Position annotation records
-- start --

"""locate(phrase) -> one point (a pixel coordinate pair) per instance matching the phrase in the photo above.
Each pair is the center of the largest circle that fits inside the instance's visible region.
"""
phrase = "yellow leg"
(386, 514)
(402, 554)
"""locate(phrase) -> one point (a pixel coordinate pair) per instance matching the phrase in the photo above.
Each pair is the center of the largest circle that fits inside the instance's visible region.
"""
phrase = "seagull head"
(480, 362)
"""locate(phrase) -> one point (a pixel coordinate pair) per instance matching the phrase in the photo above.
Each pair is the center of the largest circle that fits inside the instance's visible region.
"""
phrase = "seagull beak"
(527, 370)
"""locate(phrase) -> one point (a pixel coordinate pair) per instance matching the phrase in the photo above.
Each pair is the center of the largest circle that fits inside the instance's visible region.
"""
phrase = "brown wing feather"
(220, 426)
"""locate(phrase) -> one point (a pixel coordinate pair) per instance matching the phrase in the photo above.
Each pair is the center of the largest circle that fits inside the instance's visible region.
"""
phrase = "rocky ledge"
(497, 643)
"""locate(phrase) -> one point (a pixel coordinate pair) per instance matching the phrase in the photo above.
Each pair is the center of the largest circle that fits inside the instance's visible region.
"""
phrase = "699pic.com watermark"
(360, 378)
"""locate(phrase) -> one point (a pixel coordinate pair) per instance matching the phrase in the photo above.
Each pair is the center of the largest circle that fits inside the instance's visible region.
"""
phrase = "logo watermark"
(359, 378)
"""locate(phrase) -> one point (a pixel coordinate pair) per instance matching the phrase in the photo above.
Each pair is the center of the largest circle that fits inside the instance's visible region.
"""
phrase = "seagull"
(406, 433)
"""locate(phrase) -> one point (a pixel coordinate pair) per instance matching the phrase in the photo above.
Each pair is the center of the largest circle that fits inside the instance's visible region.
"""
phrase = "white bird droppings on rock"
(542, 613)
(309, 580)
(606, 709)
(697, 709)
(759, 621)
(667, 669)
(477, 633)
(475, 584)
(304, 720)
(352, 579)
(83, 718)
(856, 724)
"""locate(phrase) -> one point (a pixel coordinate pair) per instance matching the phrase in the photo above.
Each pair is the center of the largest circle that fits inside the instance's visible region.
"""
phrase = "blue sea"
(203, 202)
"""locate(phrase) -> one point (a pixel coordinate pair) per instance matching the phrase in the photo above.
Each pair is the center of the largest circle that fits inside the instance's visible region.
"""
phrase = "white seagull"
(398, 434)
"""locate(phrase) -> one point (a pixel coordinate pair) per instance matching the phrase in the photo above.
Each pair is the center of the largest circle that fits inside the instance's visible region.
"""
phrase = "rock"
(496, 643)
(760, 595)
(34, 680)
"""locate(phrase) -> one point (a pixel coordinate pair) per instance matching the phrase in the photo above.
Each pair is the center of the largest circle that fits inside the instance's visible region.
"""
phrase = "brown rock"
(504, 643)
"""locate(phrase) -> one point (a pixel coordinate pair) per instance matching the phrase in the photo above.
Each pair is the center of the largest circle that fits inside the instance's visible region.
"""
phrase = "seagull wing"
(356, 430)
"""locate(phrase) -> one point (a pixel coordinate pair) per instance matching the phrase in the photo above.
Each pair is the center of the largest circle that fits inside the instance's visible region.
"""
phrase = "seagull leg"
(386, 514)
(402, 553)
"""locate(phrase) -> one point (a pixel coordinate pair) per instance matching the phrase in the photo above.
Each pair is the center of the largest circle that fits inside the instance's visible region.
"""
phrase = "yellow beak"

-- end --

**GIVEN TASK**. Extract the data in full. Keep it word for word.

**CORRECT ANSWER**.
"""locate(phrase) -> one point (a pixel coordinate pair) per instance matching the phrase in the photo above.
Each pair is the center of the largest circle that fits inside the instance's visible region.
"""
phrase = "yellow leg"
(386, 514)
(402, 554)
"""locate(phrase) -> one point (a pixel coordinate pair) per instance matching the phrase in the photo above.
Each pair is the center of the largest circle that fits inside the instance's visible region.
"""
phrase = "seagull head"
(480, 362)
"""locate(phrase) -> one point (a pixel coordinate pair) per instance matching the phrase in the photo above.
Each pair is the center of the largest circle that fits inside the instance's visible region.
"""
phrase = "seagull beak"
(527, 370)
"""locate(phrase) -> one point (a pixel coordinate pair) per instance matching the phrase in the photo above.
Each pair is the center of the largest circle that fits inside the instance's visible region.
"""
phrase = "brown wing feather"
(220, 426)
"""locate(phrase) -> one point (a pixel coordinate pair) per instance matching the phrase in the photo above.
Each pair is the center of the largest circle that fits inside the instance's visible region.
"""
phrase = "rocky ledge"
(497, 643)
"""locate(phrase) -> one point (a pixel coordinate pair) per instance matching the phrase in the photo above.
Each pair is the center of the largest circle that fits inside the instance's visible region.
"""
phrase = "699pic.com watermark"
(360, 378)
"""locate(phrase) -> one point (a pixel coordinate pair) per instance matching the phrase in the photo above.
Each pair is the center of the largest circle that fits inside the instance's visible region.
"""
phrase = "logo watermark"
(359, 378)
"""locate(phrase) -> one point (a pixel coordinate pair) per instance matching the phrase in the photo above.
Each pair is the center of the largest circle that fits inside the instance's visible region.
"""
phrase = "seagull"
(406, 433)
"""locate(phrase) -> one point (a pixel coordinate pair) per instance matching the phrase in the photo above.
Each pair is the center of the largest circle that fits inside the instance's visible region.
"""
phrase = "white bird droppings on rock"
(542, 613)
(309, 580)
(606, 709)
(697, 709)
(759, 621)
(667, 669)
(477, 633)
(475, 584)
(304, 720)
(352, 579)
(83, 718)
(856, 724)
"""locate(phrase) -> one point (a pixel coordinate pair) per instance matching the phrase in the photo above.
Each pair is the center of the largest circle that fits inside the instance's visible region.
"""
phrase = "blue sea"
(203, 202)
"""locate(phrase) -> one point (a pixel coordinate pair) per instance matching the phrase in the photo above.
Each pair is the center of the largest circle that fits inside the instance's visible region.
"""
phrase = "white seagull"
(398, 434)
"""locate(phrase) -> one point (a pixel coordinate pair) per instance matching the phrase in the photo above.
Each pair is the center of the largest circle that fits inside the instance's visible region.
"""
phrase = "rock"
(496, 643)
(760, 595)
(34, 680)
"""locate(phrase) -> one point (a pixel coordinate pair) per instance matching the phrase in the photo above.
Each pair is the center of the largest circle that fits inside the instance's visible region.
"""
phrase = "brown rock"
(504, 643)
"""locate(phrase) -> one point (a pixel coordinate pair) per instance matching the phrase in the photo above.
Each pair is the center of the largest circle that fits inside the instance's visible region.
"""
phrase = "seagull wing"
(356, 430)
"""locate(phrase) -> one point (a pixel coordinate pair) per instance matching the phrase in the photo above.
Each pair is the center of the largest circle that fits inside the instance's visible region.
"""
phrase = "seagull leg"
(386, 514)
(402, 553)
"""locate(phrase) -> one point (a pixel coordinate pair) per instance matching the phrase in the photo above.
Each pair is the center of the largest circle that fits inside the instance's visible region.
"""
phrase = "yellow beak"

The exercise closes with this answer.